FRAGMENTO CITADO —
* * * *

A los feligreses de la parroquia Sagrado Corazón de Jesús de Ypacaraí (Paraguay)

 

 

Mis queridos amigos:

El Santo Padre Francisco, en la Misa para la apertura del Sínodo de los Obispos, nos ha indicado el camino de una auténtica sinodalidad.

En nuestra actividad pastoral, la mayoría de las veces, nosotros partimos de una idea del ser cristianos que tenemos, para ver luego cómo hacer entrar a los demás en esta idea.

Esta costumbre debe ser invertida.

Invertir la costumbre quiere decir que asumimos verdaderamente, como camino que tenemos que recorrer, al hombre concreto que encontramos; al hombre real e histórico con el cual nos topamos, y no a un hombre abstracto que imaginamos.

Este planteamiento nos lleva a un camino kenótico, donde perdemos lentamente todas nuestras seguridades y donde descubrimos, ante todo, nuestra pobreza religiosa y cultural. Pobreza quiere decir que ya no tendremos soluciones constituidas de antemano, esquemas interpretativos que solo debemos aplicar.

Sobre todo, en la relación con los jóvenes, como en la relación con los pobres, verificamos nuestra fe.

La fe, que es teológicamente “el comienzo de la visión”, nos permite ver aquel mundo profundo que no logramos percibir con los ojos de la carne.

Permitir que sea lo profundo del corazón de los jóvenes lo que da forma a la evangelización es posible tan solo a quien sepa leer las palabras que están escritas en estos corazones; esto pertenece a quienes tomen seriamente el dinamismo de la fe, que no es otra cosa sino obediencia a la palabra de Dios.

* * * *

(Una serie de líneas)
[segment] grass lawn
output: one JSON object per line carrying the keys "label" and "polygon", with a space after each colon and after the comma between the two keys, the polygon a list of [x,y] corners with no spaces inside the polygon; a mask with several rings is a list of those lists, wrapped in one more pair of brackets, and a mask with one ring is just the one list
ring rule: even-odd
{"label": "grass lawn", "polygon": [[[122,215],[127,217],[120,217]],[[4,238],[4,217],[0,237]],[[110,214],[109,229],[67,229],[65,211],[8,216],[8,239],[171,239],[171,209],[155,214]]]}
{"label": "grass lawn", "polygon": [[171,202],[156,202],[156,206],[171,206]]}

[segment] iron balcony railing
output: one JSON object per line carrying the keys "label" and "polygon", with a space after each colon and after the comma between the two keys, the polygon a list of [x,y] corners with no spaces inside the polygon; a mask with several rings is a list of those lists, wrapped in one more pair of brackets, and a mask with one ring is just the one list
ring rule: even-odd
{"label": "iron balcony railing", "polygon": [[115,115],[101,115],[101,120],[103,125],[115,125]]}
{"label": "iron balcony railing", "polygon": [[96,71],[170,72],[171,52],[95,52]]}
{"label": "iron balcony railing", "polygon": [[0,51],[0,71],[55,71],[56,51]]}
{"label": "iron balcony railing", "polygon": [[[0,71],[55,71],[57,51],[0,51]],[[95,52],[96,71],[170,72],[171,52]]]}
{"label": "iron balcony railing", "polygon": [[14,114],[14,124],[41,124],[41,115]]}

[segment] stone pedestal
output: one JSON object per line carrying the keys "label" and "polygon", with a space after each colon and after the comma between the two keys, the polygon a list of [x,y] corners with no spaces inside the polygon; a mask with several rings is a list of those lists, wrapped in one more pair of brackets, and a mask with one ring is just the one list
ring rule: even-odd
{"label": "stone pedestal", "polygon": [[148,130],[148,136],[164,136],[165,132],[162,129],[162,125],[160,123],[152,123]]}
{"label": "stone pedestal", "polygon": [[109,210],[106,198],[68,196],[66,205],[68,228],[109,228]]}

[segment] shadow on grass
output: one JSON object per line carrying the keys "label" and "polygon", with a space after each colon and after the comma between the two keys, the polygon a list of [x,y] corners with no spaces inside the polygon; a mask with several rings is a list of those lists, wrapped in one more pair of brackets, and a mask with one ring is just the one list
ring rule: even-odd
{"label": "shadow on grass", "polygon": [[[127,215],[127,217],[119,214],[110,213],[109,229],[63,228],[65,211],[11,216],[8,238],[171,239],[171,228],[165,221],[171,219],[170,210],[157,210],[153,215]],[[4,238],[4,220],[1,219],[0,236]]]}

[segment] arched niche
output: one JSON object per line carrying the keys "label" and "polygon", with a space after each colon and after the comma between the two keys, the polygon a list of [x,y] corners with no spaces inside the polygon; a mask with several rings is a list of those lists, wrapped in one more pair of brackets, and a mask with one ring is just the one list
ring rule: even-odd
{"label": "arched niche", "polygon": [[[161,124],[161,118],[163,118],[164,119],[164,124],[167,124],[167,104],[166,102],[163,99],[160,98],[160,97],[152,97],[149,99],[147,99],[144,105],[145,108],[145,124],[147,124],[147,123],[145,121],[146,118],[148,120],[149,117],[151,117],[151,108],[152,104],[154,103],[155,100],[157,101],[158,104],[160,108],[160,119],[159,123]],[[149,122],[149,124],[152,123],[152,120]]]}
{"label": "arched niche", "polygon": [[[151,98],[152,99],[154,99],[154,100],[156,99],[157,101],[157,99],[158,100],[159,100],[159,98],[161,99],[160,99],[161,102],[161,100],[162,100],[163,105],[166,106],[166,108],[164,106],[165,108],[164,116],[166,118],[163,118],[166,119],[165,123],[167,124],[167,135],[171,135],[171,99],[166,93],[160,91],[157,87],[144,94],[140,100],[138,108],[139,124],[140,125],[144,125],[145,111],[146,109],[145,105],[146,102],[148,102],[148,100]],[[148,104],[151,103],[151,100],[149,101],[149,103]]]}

* * * *

TAREA REQUERIDA 1 — ¿Puedes convertir en una lista breve el párrafo de la carta que empieza «Este planteamiento nos lleva», sin perder sus ideas principales?
TAREA REQUERIDA 2 — ¿Puedes retomar la carta a los feligreses de Ypacaraí y continuarla a partir de su última oración?
Las líneas no cuentan para nada aquí.

RESULTADO FINAL 1 —
- Este planteamiento conduce a un camino kenótico.
- En ese camino se pierden lentamente todas las seguridades.
- Se descubre, ante todo, la propia pobreza religiosa y cultural.
- Esa pobreza significa no tener ya soluciones constituidas de antemano ni esquemas interpretativos que solo haya que aplicar.

RESULTADO FINAL 2 —
Un texto clarificador de san Gregorio Magno nos indica cómo el Espíritu, que habla en cada miembro del pueblo de Dios, puede hacer que el maestro se vuelva, a su vez, discípulo de sus discípulos más iluminados por el Espíritu.

Cuando leía la palabra de Dios, san Gregorio Magno, comentando el libro de Job, afirmaba:

“Si mi oyente o lector, que ciertamente podrá entender el sentido de la palabra de Dios de un modo más hondo y verdadero de lo que he hecho yo, no encontrará de su agrado mis interpretaciones, tranquilamente lo seguiré como un discípulo sigue a su maestro. Considero como un don todo lo que él podrá sentir y entender mejor que yo. En efecto, los que, llenos de fe, nos esforzamos en hacer resonar a Dios, somos órganos de la verdad, y está en poder de la verdad que esta se manifieste por mi intermedio a los demás o que, a través de los demás, llegue a mí. Esta, sin duda, es igual para todos nosotros, a pesar de que no todos vivimos de la misma manera; una vez toca a este, para que escuche con provecho lo que la verdad ha hecho resonar por medio de otro, una vez, por el contrario, toca a aquel, para que haga resonar claramente lo que los demás tienen que escuchar” (Moralium Libri, lib. XXX, 27, 81).

Hablando con los jóvenes del Ecuador, san Juan Pablo II afirmaba que “la vida es la realización de un sueño de juventud”.

Nuestra capacidad de acompañar a los jóvenes consiste en saber hacerles descubrir este sueño, en hacer tomar conciencia de que existe, escondido en lo íntimo de su corazón, “una piedra blanca con un nombre nuevo grabado en ella que solo conoce el que lo recibe” (Ap 2, 17).

Es el descubrimiento de aquellas piedrecitas blancas, de aquellos nombres nuevos el que da forma a la evangelización y que evangeliza a los jóvenes.

Este descubrimiento es imposible sin la oración.

La oración es un encuentro, una relación. Es el encuentro entre Dios y el hombre.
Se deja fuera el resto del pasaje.